Sunday, January 28, 2007

Tatil / Holiday - Tutku Oyunları / Little Children



Son zamanlarda izlediğim halen vizyonda olan iki filmi sizlerle paylaşmak istedim.

Holiday i aslında yılbaşından önce izlemiştim ama anca bahsedebiliyorum sizlere.. Son zamanlarda izlediğim en güzel, romantik ve duygu dolu bir film. Cameron Diaz'ı zaten çok severim, bu filmle bir kez daha sevdim. Jude Law'da oldukça yakışıklıydı hani :)
Iris (Kate Wınslet) aşık olduğu erkeğin başkasıyla nişanlanmasıyla, Amanda (Cameron Diaz) ise erkek arkadaşı tarafından terk edilmesiyle bunalıma girer ve internetten ev değiştirme sitesiyle Iris California'ya, Amanda ise Londraya gelir. İkisi de burda aşkı bulur. İris film müziği bestecisi Miles'a (Jack Black), Amanda ise İris'in kardeşi Graham(Jude Law)'a aşık olur. Bu güzel aşkların anlatıldığı film, gerçekten izlemeye değer :)

########

Görev a ::
Film yazısında "Tatil / Holiday" ile başlayıp "izlemeye değer :)" ifadesine kadar süren kısmı olduğu gibi yazıya dök.
Kayıtlar, film yazısıyla hiçbir şekilde ilişkili değildir.

Girdi satırları ::

########

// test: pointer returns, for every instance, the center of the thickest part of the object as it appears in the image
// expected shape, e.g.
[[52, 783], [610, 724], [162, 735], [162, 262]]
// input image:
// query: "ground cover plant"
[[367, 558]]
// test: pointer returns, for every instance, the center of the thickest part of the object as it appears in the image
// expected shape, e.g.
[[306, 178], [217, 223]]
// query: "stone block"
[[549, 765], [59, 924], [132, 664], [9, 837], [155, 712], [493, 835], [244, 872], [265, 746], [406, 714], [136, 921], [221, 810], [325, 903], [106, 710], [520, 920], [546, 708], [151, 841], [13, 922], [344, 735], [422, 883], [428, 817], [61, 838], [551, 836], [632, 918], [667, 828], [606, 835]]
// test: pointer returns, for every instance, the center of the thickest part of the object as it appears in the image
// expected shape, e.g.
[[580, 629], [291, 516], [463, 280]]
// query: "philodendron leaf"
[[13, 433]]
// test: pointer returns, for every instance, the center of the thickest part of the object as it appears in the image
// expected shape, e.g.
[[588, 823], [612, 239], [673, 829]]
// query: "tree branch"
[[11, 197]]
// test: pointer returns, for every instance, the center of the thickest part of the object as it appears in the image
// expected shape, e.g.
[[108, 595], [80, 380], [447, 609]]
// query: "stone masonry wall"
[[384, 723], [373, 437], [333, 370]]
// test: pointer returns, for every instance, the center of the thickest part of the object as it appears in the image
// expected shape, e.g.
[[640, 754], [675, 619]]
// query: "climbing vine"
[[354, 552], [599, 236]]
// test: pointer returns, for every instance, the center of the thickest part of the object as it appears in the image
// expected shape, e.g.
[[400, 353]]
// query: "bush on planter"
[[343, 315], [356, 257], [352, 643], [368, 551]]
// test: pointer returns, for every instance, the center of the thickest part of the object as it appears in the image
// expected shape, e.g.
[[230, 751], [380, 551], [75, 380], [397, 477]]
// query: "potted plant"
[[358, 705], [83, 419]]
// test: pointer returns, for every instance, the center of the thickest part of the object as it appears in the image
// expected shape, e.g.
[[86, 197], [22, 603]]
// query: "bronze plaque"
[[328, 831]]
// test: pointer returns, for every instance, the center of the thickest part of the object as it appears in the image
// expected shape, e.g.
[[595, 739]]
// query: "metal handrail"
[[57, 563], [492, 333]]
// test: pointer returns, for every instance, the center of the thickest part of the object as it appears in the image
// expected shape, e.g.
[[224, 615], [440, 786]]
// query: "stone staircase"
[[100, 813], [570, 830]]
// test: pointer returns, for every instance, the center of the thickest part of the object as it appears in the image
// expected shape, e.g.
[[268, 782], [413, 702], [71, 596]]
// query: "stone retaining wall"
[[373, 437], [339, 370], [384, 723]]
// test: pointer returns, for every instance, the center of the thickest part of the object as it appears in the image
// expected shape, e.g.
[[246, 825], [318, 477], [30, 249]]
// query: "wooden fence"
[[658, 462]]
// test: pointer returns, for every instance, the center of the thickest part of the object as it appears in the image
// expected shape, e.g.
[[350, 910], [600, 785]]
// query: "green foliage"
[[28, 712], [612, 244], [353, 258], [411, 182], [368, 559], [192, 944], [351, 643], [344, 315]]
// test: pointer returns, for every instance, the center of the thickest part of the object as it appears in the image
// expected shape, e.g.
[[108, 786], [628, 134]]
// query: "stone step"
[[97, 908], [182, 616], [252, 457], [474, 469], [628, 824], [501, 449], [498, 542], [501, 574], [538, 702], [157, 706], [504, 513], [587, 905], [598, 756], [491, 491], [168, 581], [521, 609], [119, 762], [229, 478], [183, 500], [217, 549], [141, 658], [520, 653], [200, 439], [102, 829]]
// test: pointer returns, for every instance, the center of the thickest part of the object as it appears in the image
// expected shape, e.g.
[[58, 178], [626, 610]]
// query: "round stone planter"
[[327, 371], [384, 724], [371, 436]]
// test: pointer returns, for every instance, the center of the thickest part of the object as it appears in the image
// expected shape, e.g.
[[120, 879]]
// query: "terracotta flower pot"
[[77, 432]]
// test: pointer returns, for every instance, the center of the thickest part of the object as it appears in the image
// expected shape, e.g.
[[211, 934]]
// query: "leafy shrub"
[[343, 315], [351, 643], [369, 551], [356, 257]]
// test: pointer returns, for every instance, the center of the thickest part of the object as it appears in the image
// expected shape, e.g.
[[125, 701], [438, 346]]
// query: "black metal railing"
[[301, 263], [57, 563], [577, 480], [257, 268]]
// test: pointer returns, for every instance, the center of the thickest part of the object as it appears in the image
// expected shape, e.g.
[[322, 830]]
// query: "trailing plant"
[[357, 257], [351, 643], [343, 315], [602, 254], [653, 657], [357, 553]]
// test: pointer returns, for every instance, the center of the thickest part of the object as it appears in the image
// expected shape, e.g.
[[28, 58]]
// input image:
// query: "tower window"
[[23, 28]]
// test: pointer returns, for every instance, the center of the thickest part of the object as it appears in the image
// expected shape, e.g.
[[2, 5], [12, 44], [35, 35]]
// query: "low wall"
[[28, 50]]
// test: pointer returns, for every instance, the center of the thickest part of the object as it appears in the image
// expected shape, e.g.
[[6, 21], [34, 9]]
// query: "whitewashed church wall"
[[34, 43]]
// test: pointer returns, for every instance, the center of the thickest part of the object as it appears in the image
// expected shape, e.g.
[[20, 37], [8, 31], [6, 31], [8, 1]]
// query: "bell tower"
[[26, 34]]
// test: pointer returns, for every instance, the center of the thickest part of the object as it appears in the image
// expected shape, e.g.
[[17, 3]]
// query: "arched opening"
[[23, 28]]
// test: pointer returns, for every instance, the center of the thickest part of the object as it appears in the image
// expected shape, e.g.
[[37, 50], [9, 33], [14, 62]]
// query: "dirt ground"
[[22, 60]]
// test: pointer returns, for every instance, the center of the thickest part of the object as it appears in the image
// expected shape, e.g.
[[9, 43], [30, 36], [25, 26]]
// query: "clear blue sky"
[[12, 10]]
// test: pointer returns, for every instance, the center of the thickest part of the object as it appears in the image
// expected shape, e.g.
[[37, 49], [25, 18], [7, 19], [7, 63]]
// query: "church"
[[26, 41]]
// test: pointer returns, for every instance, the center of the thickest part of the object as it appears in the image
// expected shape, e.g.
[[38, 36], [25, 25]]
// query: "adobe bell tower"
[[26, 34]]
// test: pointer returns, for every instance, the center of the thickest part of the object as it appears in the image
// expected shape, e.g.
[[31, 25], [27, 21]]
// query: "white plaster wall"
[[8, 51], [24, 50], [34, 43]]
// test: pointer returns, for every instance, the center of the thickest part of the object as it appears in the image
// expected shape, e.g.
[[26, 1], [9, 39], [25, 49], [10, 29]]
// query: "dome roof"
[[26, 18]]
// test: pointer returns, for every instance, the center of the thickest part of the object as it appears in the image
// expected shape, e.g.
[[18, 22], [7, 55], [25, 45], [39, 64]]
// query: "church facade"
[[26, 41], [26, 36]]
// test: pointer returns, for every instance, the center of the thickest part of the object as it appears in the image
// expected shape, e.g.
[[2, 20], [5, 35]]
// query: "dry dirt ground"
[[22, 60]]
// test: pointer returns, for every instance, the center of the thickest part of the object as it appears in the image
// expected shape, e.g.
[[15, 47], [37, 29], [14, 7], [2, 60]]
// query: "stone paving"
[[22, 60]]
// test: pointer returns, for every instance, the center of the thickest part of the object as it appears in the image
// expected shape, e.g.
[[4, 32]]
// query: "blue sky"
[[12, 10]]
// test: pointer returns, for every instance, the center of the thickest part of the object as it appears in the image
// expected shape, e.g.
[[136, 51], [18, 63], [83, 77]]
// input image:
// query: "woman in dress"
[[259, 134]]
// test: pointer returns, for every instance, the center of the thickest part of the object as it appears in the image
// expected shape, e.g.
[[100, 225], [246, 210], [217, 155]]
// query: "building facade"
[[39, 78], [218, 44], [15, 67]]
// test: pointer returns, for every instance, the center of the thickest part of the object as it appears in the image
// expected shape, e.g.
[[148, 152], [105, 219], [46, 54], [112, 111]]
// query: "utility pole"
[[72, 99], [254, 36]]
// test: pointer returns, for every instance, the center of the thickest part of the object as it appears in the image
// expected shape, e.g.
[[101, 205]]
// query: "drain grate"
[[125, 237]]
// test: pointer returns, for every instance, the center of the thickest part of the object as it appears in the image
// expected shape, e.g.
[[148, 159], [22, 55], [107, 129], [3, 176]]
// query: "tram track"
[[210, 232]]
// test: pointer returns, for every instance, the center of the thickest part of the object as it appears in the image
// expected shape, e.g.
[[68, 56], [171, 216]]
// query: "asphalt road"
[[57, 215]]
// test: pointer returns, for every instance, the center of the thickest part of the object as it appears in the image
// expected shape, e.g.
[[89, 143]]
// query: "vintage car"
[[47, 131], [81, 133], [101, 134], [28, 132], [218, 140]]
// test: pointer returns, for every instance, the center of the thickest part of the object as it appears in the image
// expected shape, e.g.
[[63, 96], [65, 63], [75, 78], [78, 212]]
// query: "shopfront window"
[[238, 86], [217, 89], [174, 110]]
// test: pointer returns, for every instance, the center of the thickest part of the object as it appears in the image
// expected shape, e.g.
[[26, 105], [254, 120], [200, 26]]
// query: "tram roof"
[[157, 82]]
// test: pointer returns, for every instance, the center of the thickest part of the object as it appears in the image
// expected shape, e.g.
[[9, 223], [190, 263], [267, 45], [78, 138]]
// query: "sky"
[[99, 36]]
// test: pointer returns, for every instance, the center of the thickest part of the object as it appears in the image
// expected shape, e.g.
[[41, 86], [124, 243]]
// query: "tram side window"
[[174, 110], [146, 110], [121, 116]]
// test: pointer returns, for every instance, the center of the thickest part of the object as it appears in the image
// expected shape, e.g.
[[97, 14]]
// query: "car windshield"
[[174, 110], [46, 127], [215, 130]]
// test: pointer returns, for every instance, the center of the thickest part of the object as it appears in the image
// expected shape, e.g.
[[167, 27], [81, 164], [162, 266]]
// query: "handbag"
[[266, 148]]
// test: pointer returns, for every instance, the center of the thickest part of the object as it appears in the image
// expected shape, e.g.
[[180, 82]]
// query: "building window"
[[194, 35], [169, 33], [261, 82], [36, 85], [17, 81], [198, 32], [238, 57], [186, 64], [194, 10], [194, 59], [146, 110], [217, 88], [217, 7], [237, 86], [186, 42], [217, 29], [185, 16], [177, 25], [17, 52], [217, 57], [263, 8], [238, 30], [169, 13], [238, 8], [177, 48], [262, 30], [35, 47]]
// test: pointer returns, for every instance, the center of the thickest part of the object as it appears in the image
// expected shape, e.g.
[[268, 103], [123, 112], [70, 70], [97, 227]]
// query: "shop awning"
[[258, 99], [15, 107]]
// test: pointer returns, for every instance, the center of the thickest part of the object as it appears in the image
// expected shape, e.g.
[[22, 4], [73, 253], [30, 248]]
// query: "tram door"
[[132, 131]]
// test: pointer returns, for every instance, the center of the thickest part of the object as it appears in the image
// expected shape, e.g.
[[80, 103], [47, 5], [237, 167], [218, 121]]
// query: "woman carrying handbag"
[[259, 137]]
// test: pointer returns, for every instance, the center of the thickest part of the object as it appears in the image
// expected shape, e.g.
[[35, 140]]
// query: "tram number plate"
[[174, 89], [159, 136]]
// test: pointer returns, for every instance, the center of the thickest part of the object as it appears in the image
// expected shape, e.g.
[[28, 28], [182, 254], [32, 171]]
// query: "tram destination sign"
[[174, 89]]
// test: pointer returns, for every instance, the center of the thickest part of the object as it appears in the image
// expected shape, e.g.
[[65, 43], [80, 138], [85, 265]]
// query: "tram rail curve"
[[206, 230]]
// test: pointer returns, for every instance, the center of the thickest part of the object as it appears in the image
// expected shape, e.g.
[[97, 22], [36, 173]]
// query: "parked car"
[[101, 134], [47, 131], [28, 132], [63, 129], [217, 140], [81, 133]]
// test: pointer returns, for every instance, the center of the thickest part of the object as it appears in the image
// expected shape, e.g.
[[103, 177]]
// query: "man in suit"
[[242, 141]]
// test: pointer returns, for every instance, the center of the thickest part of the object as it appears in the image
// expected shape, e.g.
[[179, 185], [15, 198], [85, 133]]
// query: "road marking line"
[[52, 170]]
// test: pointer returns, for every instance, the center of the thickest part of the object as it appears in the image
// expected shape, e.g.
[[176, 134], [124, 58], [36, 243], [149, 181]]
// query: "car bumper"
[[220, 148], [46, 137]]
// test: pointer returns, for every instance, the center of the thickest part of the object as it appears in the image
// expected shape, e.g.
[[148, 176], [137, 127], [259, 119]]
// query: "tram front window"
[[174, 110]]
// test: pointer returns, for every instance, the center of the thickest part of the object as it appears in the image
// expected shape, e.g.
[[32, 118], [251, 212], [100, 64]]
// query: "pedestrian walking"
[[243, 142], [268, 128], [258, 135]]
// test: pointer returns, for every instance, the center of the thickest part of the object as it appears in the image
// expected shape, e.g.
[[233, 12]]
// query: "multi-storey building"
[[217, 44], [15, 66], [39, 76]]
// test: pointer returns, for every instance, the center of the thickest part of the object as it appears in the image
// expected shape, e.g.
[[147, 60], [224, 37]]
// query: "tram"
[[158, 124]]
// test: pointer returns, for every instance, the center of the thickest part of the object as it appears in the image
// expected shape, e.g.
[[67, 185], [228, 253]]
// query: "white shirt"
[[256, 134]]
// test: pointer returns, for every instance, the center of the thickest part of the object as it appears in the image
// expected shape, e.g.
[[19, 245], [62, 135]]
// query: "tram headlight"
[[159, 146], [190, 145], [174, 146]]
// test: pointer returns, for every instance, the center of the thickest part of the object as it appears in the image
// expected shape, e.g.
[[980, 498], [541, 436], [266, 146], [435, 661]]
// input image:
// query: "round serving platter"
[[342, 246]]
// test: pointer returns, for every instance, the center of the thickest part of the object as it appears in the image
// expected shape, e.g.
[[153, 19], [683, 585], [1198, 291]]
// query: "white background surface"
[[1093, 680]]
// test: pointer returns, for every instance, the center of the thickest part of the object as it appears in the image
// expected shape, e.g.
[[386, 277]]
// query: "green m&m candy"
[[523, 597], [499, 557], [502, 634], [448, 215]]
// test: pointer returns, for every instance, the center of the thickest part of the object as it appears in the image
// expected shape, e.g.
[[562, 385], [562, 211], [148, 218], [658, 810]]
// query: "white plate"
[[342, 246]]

########

Görev b ::
Kayıtların ilk satırından başlayıp "[[367, 558]]" içeren satıra kadar uzanan satırları, iki uç da dahil olmak üzere aynen tekrarla.

Yanıt a ::
Tatil / Holiday - Tutku Oyunları / Little Children



Son zamanlarda izlediğim halen vizyonda olan iki filmi sizlerle paylaşmak istedim.

Holiday i aslında yılbaşından önce izlemiştim ama anca bahsedebiliyorum sizlere.. Son zamanlarda izlediğim en güzel, romantik ve duygu dolu bir film. Cameron Diaz'ı zaten çok severim, bu filmle bir kez daha sevdim. Jude Law'da oldukça yakışıklıydı hani :)
Iris (Kate Wınslet) aşık olduğu erkeğin başkasıyla nişanlanmasıyla, Amanda (Cameron Diaz) ise erkek arkadaşı tarafından terk edilmesiyle bunalıma girer ve internetten ev değiştirme sitesiyle Iris California'ya, Amanda ise Londraya gelir. İkisi de burda aşkı bulur. İris film müziği bestecisi Miles'a (Jack Black), Amanda ise İris'in kardeşi Graham(Jude Law)'a aşık olur. Bu güzel aşkların anlatıldığı film, gerçekten izlemeye değer :)

Yanıt b ::
// test: pointer returns, for every instance, the center of the thickest part of the object as it appears in the image
// expected shape, e.g.
[[52, 783], [610, 724], [162, 735], [162, 262]]
// input image:
// query: "ground cover plant"
[[367, 558]]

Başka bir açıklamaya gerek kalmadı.